**CONTENUTO DEI DATI:**

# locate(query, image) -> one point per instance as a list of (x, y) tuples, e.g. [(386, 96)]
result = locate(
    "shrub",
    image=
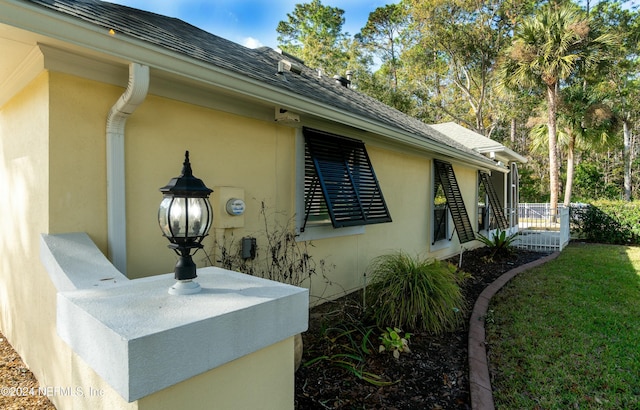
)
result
[(500, 244), (412, 293)]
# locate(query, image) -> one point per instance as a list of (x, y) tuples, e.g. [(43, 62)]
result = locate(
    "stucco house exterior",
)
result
[(505, 185), (98, 103)]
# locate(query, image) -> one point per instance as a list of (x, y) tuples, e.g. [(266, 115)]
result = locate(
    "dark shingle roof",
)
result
[(257, 64)]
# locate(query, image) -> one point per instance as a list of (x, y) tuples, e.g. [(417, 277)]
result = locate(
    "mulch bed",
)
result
[(18, 386), (435, 375)]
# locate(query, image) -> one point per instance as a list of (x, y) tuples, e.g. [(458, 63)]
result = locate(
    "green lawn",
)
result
[(567, 334)]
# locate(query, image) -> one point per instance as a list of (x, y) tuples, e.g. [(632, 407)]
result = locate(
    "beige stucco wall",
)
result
[(225, 150), (52, 164)]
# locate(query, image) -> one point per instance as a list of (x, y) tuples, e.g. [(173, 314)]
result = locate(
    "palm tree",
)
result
[(546, 50)]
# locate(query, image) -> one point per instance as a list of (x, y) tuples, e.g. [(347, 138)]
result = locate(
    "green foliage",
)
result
[(615, 222), (565, 335), (313, 33), (393, 342), (346, 341), (500, 243), (412, 293)]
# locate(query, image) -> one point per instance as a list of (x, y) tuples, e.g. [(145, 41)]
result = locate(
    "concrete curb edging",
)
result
[(479, 379)]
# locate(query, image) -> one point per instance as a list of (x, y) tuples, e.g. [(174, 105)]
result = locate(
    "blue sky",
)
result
[(250, 22)]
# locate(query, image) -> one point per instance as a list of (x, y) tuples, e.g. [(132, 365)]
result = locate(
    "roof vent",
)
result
[(342, 81), (284, 65), (286, 117)]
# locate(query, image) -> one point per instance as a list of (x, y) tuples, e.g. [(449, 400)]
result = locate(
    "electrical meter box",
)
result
[(228, 207)]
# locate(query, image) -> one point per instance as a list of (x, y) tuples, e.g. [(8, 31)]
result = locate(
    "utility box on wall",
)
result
[(228, 207)]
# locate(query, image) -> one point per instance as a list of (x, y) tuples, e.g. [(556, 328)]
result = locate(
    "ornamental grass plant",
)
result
[(414, 294)]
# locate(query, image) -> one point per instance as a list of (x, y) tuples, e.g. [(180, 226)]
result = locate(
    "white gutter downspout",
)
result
[(133, 96)]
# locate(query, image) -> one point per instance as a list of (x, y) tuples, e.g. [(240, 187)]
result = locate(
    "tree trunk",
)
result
[(627, 160), (570, 168), (553, 143)]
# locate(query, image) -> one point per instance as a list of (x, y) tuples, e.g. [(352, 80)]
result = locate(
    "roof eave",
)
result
[(89, 36)]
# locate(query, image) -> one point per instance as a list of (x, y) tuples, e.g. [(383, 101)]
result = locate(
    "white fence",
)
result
[(542, 228)]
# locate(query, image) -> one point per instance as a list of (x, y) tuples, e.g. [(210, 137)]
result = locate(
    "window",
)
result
[(340, 186), (440, 213), (446, 178), (496, 212)]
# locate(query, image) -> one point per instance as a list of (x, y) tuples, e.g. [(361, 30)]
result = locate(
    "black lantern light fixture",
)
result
[(185, 216)]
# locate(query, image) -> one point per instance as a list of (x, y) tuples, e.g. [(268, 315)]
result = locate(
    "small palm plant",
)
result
[(500, 244), (412, 293)]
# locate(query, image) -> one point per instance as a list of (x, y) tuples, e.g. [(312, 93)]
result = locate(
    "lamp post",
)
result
[(185, 216)]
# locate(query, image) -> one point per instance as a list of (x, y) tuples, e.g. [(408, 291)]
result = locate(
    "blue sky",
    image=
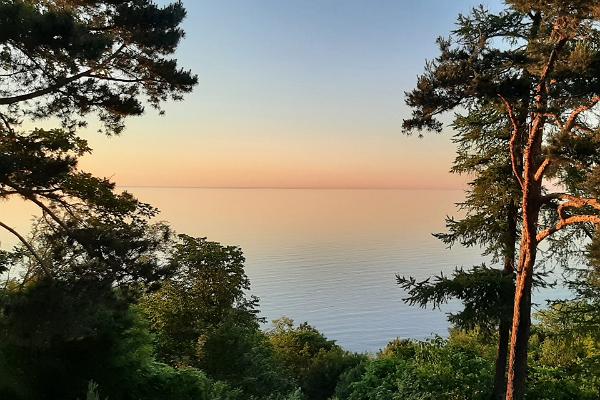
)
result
[(293, 94)]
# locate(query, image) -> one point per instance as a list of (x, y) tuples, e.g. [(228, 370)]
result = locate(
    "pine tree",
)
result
[(540, 62)]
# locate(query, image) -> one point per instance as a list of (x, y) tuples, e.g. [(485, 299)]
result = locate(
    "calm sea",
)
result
[(328, 257)]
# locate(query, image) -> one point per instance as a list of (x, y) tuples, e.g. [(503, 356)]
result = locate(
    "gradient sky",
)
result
[(292, 94)]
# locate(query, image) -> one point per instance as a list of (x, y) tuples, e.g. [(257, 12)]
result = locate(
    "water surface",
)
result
[(328, 257)]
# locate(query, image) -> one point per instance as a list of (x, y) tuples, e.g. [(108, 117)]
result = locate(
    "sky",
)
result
[(293, 94)]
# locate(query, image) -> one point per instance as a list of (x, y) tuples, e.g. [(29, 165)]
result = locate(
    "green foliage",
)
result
[(435, 369), (68, 59), (486, 294), (208, 288), (316, 363), (244, 357)]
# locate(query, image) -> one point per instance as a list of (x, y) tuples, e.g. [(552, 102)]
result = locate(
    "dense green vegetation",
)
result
[(100, 302)]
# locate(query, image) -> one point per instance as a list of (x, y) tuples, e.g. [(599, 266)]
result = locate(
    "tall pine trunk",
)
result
[(499, 390), (532, 192)]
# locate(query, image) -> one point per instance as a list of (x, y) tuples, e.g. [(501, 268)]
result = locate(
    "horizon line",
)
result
[(287, 187)]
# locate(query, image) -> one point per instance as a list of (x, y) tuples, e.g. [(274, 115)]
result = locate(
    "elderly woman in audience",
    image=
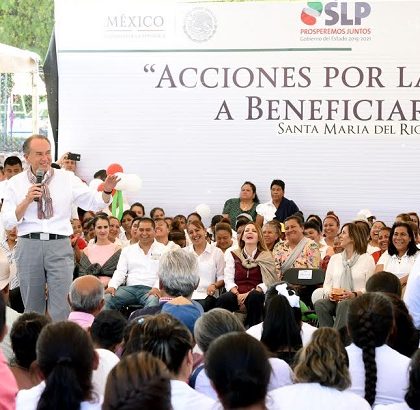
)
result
[(24, 335), (239, 370), (322, 378), (383, 242), (169, 340), (249, 272), (402, 252), (246, 203), (211, 265), (297, 251), (139, 381), (331, 228), (373, 245), (378, 373), (101, 257), (272, 234), (223, 236), (208, 328), (65, 359), (345, 278)]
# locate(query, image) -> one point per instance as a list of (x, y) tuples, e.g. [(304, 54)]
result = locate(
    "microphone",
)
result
[(39, 177)]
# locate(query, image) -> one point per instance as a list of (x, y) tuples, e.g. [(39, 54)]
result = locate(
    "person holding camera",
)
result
[(38, 201)]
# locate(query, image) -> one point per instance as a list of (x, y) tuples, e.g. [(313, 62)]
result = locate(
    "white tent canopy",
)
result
[(18, 61), (15, 60)]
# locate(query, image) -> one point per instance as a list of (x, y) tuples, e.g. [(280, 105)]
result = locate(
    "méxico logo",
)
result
[(343, 13)]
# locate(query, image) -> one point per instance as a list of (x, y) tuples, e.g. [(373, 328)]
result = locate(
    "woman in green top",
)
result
[(246, 203)]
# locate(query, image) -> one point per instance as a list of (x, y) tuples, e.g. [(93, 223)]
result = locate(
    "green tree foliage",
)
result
[(27, 24)]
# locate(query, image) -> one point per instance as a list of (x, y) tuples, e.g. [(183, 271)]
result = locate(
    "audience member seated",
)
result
[(373, 244), (169, 340), (412, 293), (246, 203), (211, 266), (24, 335), (138, 381), (383, 242), (8, 385), (402, 252), (297, 251), (281, 333), (322, 378), (162, 234), (135, 280), (346, 277), (178, 278), (412, 397), (249, 272), (65, 361), (156, 213), (138, 209), (239, 370), (378, 373), (86, 298), (223, 236), (272, 233), (101, 257), (331, 228), (282, 288)]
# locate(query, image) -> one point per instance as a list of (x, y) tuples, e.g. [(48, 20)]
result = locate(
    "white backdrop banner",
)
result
[(196, 98)]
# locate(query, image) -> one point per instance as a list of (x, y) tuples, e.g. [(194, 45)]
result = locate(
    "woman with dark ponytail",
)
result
[(65, 361), (378, 373)]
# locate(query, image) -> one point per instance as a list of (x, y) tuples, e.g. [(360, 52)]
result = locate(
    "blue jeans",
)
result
[(131, 295)]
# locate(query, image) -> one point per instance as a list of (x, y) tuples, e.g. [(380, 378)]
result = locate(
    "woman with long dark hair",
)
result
[(65, 359), (378, 373)]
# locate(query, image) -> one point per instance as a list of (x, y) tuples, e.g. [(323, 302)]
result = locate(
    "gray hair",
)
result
[(213, 324), (86, 301), (178, 273)]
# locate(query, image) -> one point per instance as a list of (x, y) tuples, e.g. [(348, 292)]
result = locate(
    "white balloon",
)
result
[(203, 210), (94, 184), (129, 182)]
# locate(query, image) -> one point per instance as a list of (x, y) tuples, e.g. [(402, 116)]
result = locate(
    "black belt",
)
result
[(43, 236)]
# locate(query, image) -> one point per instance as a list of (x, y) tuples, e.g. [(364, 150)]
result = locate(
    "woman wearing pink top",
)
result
[(101, 257)]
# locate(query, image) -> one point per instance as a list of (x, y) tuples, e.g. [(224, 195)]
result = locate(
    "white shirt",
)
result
[(313, 396), (306, 332), (361, 271), (281, 375), (136, 268), (28, 399), (65, 189), (412, 293), (392, 374), (183, 397), (211, 265), (107, 361), (400, 267), (267, 211), (230, 271)]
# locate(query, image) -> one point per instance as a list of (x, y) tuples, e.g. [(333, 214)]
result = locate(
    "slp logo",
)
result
[(336, 13)]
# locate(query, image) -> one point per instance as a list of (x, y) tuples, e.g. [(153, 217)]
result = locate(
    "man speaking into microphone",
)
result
[(39, 203)]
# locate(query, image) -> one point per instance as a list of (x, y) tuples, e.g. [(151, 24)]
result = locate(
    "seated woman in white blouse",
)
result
[(378, 372), (322, 377), (211, 265), (402, 252), (346, 277)]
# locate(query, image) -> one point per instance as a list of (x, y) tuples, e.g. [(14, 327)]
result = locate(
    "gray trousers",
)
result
[(41, 263), (327, 310)]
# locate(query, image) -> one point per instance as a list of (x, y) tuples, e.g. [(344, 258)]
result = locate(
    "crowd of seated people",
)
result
[(213, 324)]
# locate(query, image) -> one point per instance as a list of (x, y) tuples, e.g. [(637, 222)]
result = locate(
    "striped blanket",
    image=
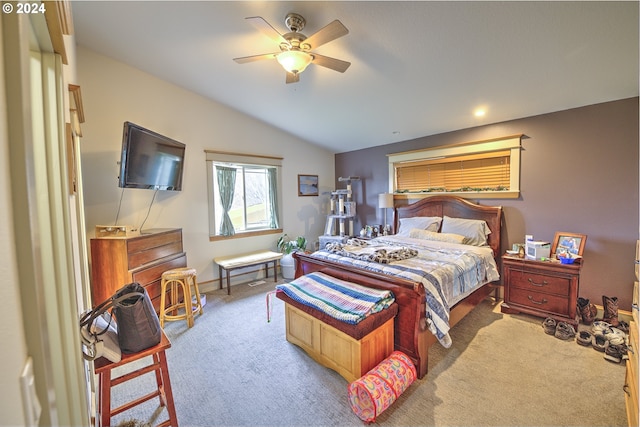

**CONSEGNA DELL'ESERCIZIO:** Restituisci, copiandole così come sono, tutte le righe qui sopra in cui compare la parola "audience".

**RISULTATO DEL COMPITO:**
    "elderly woman in audience",
    "audience member seated",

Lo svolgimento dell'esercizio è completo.